- [EXCERPT TO READ]
--
(WIP) Add Generic OpenEnv GRPO Training Framework #733

wukaixingxp · 2026-01-27T18:52:38Z

Description

Add Generic OpenEnv GRPO Training Framework

A centralized framework for training language models on any OpenEnv task using GRPO/DAPO without
requiring environment-specific packages locally.

Key Features

GenericEnvClient: Works with ANY OpenEnv Docker image - no local environment packages needed
GenericAction: Simple dict wrapper that maps to environment-specific actions at runtime
Single Main Script: One main_generic.py handles all OpenEnv tasks
Circuit Breaker Pattern: Automatic detection and restart of unhealthy Docker containers
Episode Dropout: Configurable filtering of low-quality training batches (variance + truncation)
Demand-Driven Rollouts: Only generates episodes when replay buffer needs them
Backpressure Detection: Prevents buffer starvation by checking health before weight updates

Files Added (2,748 lines)
File: main_generic.py
Description: Core training orchestrator with dual async loops (rollouts + training)
--
- [WRITTEN TASK A]
From the pull request description above, retype the part that opens with the words containing "GenericEnvClient: Works with" and closes with "(rollouts + training)".
- [WRITTEN TASK B]
Using the pull request description above, decide whether each statement agrees with it. Answer yes or no, and quote the words that decide it. (i) The framework needs environment-specific packages installed locally. (ii) Episodes are generated only when the replay buffer needs them. (iii) Each OpenEnv task needs its own main script.

- [SUPPLIED INFORMATION]
--
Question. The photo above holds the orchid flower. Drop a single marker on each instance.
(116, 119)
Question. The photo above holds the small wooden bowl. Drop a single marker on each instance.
--
- [EXERCISE ANSWER A]
GenericEnvClient: Works with ANY OpenEnv Docker image - no local environment packages needed
GenericAction: Simple dict wrapper that maps to environment-specific actions at runtime
Single Main Script: One main_generic.py handles all OpenEnv tasks
Circuit Breaker Pattern: Automatic detection and restart of unhealthy Docker containers
Episode Dropout: Configurable filtering of low-quality training batches (variance + truncation)
Demand-Driven Rollouts: Only generates episodes when replay buffer needs them
Backpressure Detection: Prevents buffer starvation by checking health before weight updates

Files Added (2,748 lines)
File: main_generic.py
Description: Core training orchestrator with dual async loops (rollouts + training)

- [EXERCISE ANSWER B]
(i) No: "without requiring environment-specific packages locally."
(ii) Yes: "Only generates episodes when replay buffer needs them"
(iii) No: "One main_generic.py handles all OpenEnv tasks"